_Requisitos da tarefa:_ Devolva, sem qualquer alteração, o trecho do texto sobre populismo e imigração que vai de "Uma boa eleição" a "saída da UE.", incluindo ambos os extremos.

━━ Documento de origem

Populismo imune aos factos
Ao franquear as portas de Westminster, a formação de Nigel Farage provou ser capaz de ultrapassar as barreiras de um sistema eleitoral que favorece os grandes partidos, o que torna mais incerto o desfecho das próximas legislativas. Mostrou também ter a receita para atrair um eleitorado descrente nos partidos tradicionais e que se mostra disposto a aceitar a saída da UE se isso significar travar a entrada de imigrantes vindos do Sul ou do Leste da Europa.

De pouco tem valido os estudos que mostram que, ao contrário do que afirma Farage, o Reino Unido não está a ficar “superlotado” – o último relatório da OCDE sublinha que os fluxos migratórios continuam abaixo dos verificados antes da crise internacional e, apesar de a mobilidade dentro da UE estar em valores recorde, o território britânico recebeu apenas 7% dos europeus que saíram do seu país para trabalhar. Outros demonstram que o país só tem a ganhar com esta nova vaga de imigração: uma análise do University College de Londres concluiu que trabalhadores europeus contribuíram muito mais com os seus impostos do que têm recebido em ajuda social do Estado, num saldo positivo de 20 mil milhões de libras entre 2000 e 2011; e uma estimativa da Comissão Europeia para 2060 indica que o Reino Unido será, graças à imigração, um dos poucos países da UE a contrariar a tendência de decréscimo populacional numa Europa onde, por essa altura, haverá dois trabalhadores em idade activa por cada reformado (contra os actuais quatro).

O que se passa no país, que na viragem do século foi acérrimo defensor do alargamento da UE a Leste e usou o multiculturalismo como antídoto para a reputação herdada de Thatcher, está longe de ser caso único. Na Europa rica do Norte, tábua de salvação para centenas de milhares de europeus do Sul fugidos à crise ou íman para os trabalhadores do Leste recém-chegados ao espaço único, o sentimento anti-imigração propaga-se. Na Suécia, a extrema-direita forçou a queda do recém-eleito governo social-democrata e promete fazer das legislativas antecipadas (as primeiras no país desde 1958) um “referendo à imigração”. Em França, depois da vitória nas europeias, a líder da Frente Nacional, Marine Le Pen, promete chegar à segunda volta das presidenciais de 2017. E nas últimas semanas, a Alemanha provou que também não está imune às derivas populistas, com uma sucessão de manifestações contra a “islamização” do país – o partido Alternativa para a Alemanha (AfD) foi um dos promotores e continua a afirmar-se na cena política defendendo restrições à imigração e a saída do euro dos países em dificuldade.

Uma boa eleição para perder
Um mal-estar para os quais nem Bruxelas nem os partidos tradicionais europeus encontram resposta e que, no caso do Reino Unido, promete envenenar todo o debate até às legislativas de 7 de Maio e, com isso, tornar mais provável um cenário de saída da UE.

━━━━
━━ Secção de dados

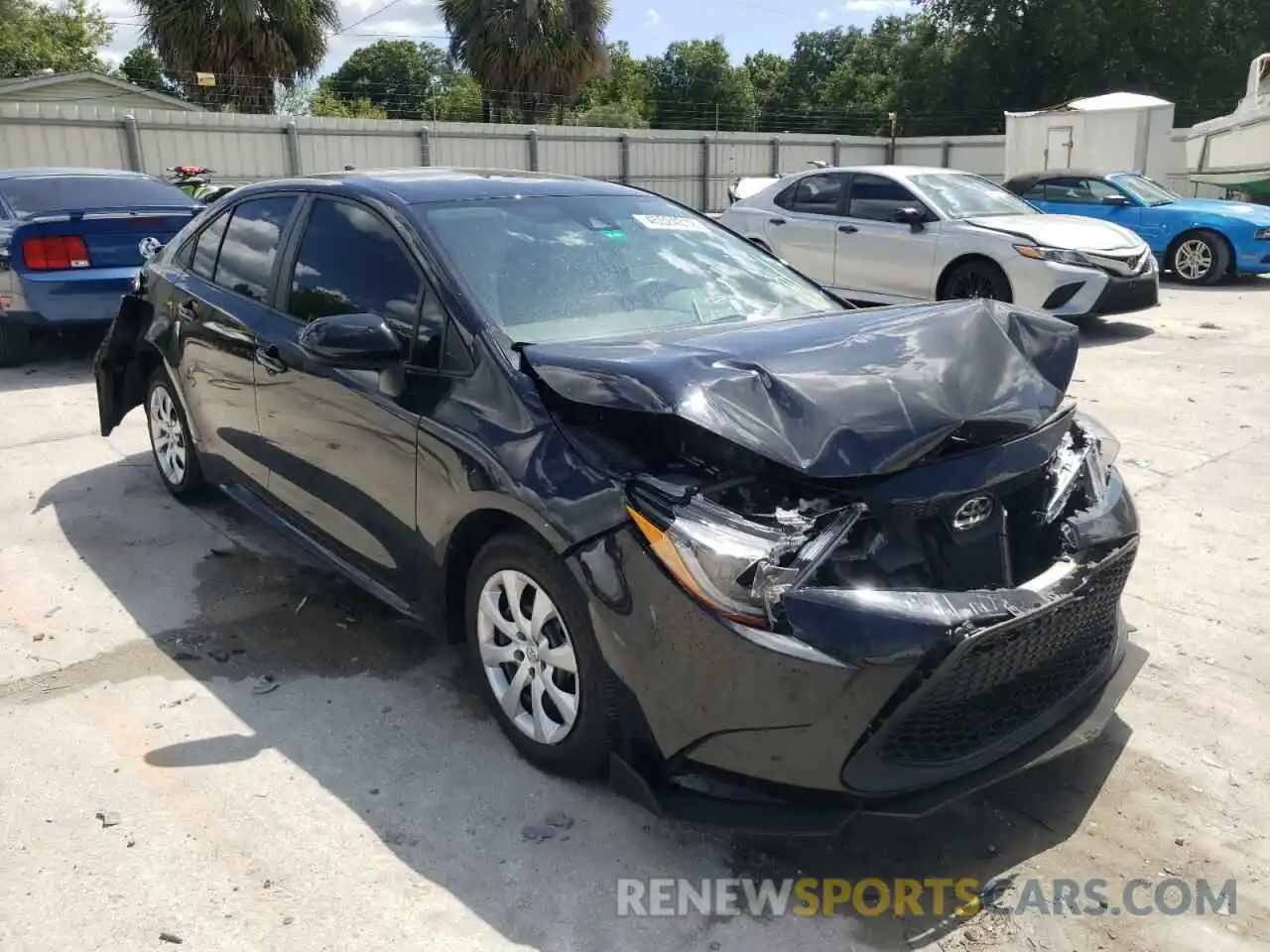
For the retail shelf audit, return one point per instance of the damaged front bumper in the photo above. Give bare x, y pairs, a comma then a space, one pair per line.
873, 698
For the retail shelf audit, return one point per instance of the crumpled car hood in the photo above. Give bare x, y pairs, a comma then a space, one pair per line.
842, 395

━━━━

_Tarefa concluída:_
Uma boa eleição para perder
Um mal-estar para os quais nem Bruxelas nem os partidos tradicionais europeus encontram resposta e que, no caso do Reino Unido, promete envenenar todo o debate até às legislativas de 7 de Maio e, com isso, tornar mais provável um cenário de saída da UE.